Opdracht:
Schrijf het vervolg van de hieronder weergegeven rechterlijke uitspraak over het verzoek om schadevergoeding, direct aansluitend op de laatste zin.

Te analyseren tekst:

RECHTBANK ’s-GRAVENHAGE
Nevenzittingsplaats ’s-Hertogenbosch
Sector bestuursrecht
Zaaknummers: AWB 09/32317 en AWB 10/17577
Uitspraak van de meervoudige kamer van 18 november 2010
[eiser],
geboren op [datum] 1955,
nationaliteit Afghaanse,
verblijvende te [plaats],
eiser,
gemachtigde mr. P.H. Hillen,
de minister van Justitie, voorheen de staatssecretaris van Justitie,
te Den Haag,
verweerder,
gemachtigde mr. A.C. Rop, Landsadvocaat te Den Haag.
Bij brief van 15 april 2009 heeft verweerder aan eiser meegedeeld dat hij geen aanleiding ziet om te voldoen aan eisers verzoek van 21 augustus 2008 tot toekenning van (een voorschot op) schadevergoeding.
Op 17 april 2009 heeft eiser tegen deze mededeling bezwaar gemaakt. Bij brief van 13 mei 2009 heeft eiser verweerder verzocht het bezwaarschrift van 17 april 2009 te beschouwen als een bezwaar tegen het niet tijdig nemen van een besluit, indien verweerder van mening zou zijn dat de brief van 15 april 2009 geen rechtsgevolgen in het leven heeft geroepen.

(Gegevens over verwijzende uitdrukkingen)
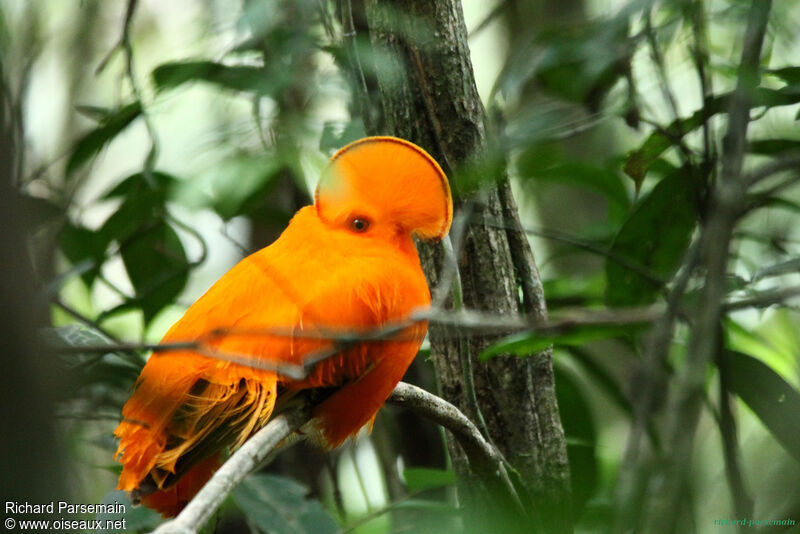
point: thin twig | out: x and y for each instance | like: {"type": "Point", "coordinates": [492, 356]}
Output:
{"type": "Point", "coordinates": [667, 489]}
{"type": "Point", "coordinates": [249, 456]}
{"type": "Point", "coordinates": [485, 459]}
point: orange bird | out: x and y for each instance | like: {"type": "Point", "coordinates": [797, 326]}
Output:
{"type": "Point", "coordinates": [347, 264]}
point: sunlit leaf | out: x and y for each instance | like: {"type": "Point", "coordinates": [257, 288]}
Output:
{"type": "Point", "coordinates": [770, 397]}
{"type": "Point", "coordinates": [94, 141]}
{"type": "Point", "coordinates": [236, 77]}
{"type": "Point", "coordinates": [771, 147]}
{"type": "Point", "coordinates": [654, 237]}
{"type": "Point", "coordinates": [279, 505]}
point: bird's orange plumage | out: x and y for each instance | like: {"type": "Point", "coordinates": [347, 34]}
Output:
{"type": "Point", "coordinates": [348, 264]}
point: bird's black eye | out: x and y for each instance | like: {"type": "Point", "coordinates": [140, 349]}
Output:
{"type": "Point", "coordinates": [359, 224]}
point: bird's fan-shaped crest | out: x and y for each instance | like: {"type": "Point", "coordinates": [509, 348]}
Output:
{"type": "Point", "coordinates": [391, 177]}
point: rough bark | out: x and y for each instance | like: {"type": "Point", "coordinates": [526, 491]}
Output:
{"type": "Point", "coordinates": [429, 96]}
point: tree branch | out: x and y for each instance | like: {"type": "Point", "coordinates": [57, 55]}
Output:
{"type": "Point", "coordinates": [239, 465]}
{"type": "Point", "coordinates": [667, 488]}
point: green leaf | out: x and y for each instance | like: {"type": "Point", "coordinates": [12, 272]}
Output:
{"type": "Point", "coordinates": [655, 237]}
{"type": "Point", "coordinates": [156, 263]}
{"type": "Point", "coordinates": [241, 183]}
{"type": "Point", "coordinates": [158, 184]}
{"type": "Point", "coordinates": [94, 141]}
{"type": "Point", "coordinates": [335, 135]}
{"type": "Point", "coordinates": [790, 75]}
{"type": "Point", "coordinates": [236, 77]}
{"type": "Point", "coordinates": [770, 397]}
{"type": "Point", "coordinates": [578, 423]}
{"type": "Point", "coordinates": [79, 245]}
{"type": "Point", "coordinates": [142, 208]}
{"type": "Point", "coordinates": [279, 505]}
{"type": "Point", "coordinates": [640, 160]}
{"type": "Point", "coordinates": [419, 478]}
{"type": "Point", "coordinates": [591, 177]}
{"type": "Point", "coordinates": [771, 147]}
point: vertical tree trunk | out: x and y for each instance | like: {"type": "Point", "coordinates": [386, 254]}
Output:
{"type": "Point", "coordinates": [428, 95]}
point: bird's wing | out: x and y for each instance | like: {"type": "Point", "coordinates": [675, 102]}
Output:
{"type": "Point", "coordinates": [274, 307]}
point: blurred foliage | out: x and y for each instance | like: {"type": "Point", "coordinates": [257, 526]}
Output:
{"type": "Point", "coordinates": [612, 127]}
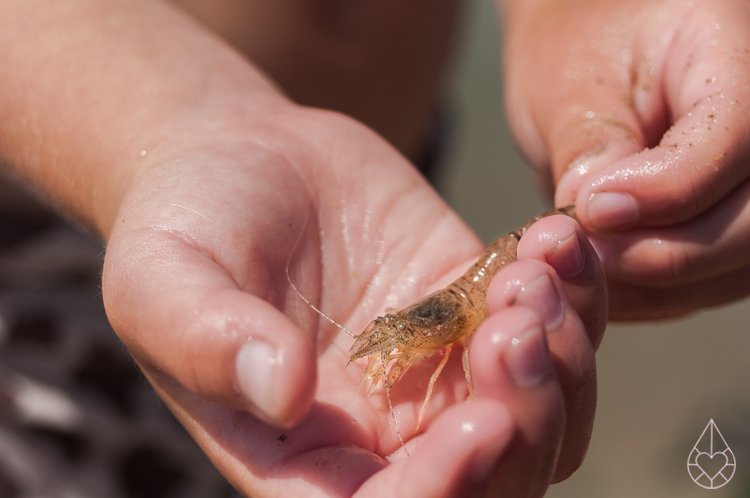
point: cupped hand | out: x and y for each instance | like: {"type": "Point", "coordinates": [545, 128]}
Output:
{"type": "Point", "coordinates": [639, 111]}
{"type": "Point", "coordinates": [195, 285]}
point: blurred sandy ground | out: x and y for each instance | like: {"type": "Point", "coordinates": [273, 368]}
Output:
{"type": "Point", "coordinates": [659, 384]}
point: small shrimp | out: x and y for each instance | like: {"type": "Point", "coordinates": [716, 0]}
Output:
{"type": "Point", "coordinates": [434, 323]}
{"type": "Point", "coordinates": [437, 321]}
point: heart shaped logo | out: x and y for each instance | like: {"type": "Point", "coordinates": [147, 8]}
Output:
{"type": "Point", "coordinates": [711, 464]}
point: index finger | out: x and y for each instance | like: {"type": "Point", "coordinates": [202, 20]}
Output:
{"type": "Point", "coordinates": [703, 80]}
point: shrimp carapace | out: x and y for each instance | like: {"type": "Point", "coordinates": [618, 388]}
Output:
{"type": "Point", "coordinates": [437, 321]}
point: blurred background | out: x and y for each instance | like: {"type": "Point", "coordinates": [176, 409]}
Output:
{"type": "Point", "coordinates": [659, 383]}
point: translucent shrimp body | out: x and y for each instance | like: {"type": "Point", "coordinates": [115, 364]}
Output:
{"type": "Point", "coordinates": [437, 321]}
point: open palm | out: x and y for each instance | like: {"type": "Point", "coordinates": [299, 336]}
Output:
{"type": "Point", "coordinates": [195, 285]}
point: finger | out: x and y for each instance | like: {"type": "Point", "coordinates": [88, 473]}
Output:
{"type": "Point", "coordinates": [452, 458]}
{"type": "Point", "coordinates": [534, 285]}
{"type": "Point", "coordinates": [703, 156]}
{"type": "Point", "coordinates": [580, 123]}
{"type": "Point", "coordinates": [560, 242]}
{"type": "Point", "coordinates": [182, 314]}
{"type": "Point", "coordinates": [324, 455]}
{"type": "Point", "coordinates": [708, 246]}
{"type": "Point", "coordinates": [511, 363]}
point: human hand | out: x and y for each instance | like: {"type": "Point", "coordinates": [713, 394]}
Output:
{"type": "Point", "coordinates": [640, 111]}
{"type": "Point", "coordinates": [194, 283]}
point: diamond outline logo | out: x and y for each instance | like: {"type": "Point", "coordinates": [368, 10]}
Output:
{"type": "Point", "coordinates": [717, 448]}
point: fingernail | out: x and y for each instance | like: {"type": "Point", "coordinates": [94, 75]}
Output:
{"type": "Point", "coordinates": [567, 257]}
{"type": "Point", "coordinates": [541, 296]}
{"type": "Point", "coordinates": [256, 372]}
{"type": "Point", "coordinates": [527, 358]}
{"type": "Point", "coordinates": [578, 169]}
{"type": "Point", "coordinates": [609, 210]}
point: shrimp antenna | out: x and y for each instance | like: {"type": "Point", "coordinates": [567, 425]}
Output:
{"type": "Point", "coordinates": [294, 287]}
{"type": "Point", "coordinates": [390, 406]}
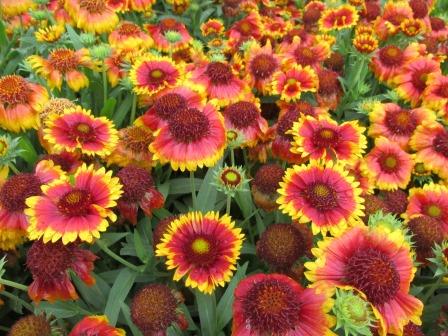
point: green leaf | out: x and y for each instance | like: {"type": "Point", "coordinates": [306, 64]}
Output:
{"type": "Point", "coordinates": [118, 294]}
{"type": "Point", "coordinates": [224, 309]}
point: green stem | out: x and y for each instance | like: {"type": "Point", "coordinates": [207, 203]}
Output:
{"type": "Point", "coordinates": [193, 190]}
{"type": "Point", "coordinates": [14, 285]}
{"type": "Point", "coordinates": [432, 289]}
{"type": "Point", "coordinates": [117, 258]}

Uitwerking:
Bij besluit van 12 augustus 2009 heeft verweerder een nieuw besluit in primo genomen. Bij dit besluit heeft verweerder de mededeling uit de brief van 15 april 2009, waarvan verweerder zich op het standpunt stelt dat dit een besluit was in de zin van artikel 1:3 van de Algemene wet bestuursrecht (hierna: Awb), ingetrokken. Verweerder heeft vervolgens het verzoek om toekenning van (een voorschot op) schadevergoeding wederom afgewezen. Voorts heeft verweerder het bezwaar van 17 april 2009 niet-ontvankelijk verklaard, omdat hij het besluit van 15 april 2009 heeft ingetrokken.
Tegen de niet-ontvankelijkverklaring van het bezwaar heeft eiser op 7 september 2009 beroep ingesteld. Dit beroep is geregistreerd onder zaaknummer AWB 09/32317.
Bij brief van gelijke datum heeft eiser bezwaar gemaakt tegen de afwijzing van het verzoek om schadevergoeding.
Verweerder heeft dit bezwaar bij besluit van 26 april 2010 ongegrond verklaard.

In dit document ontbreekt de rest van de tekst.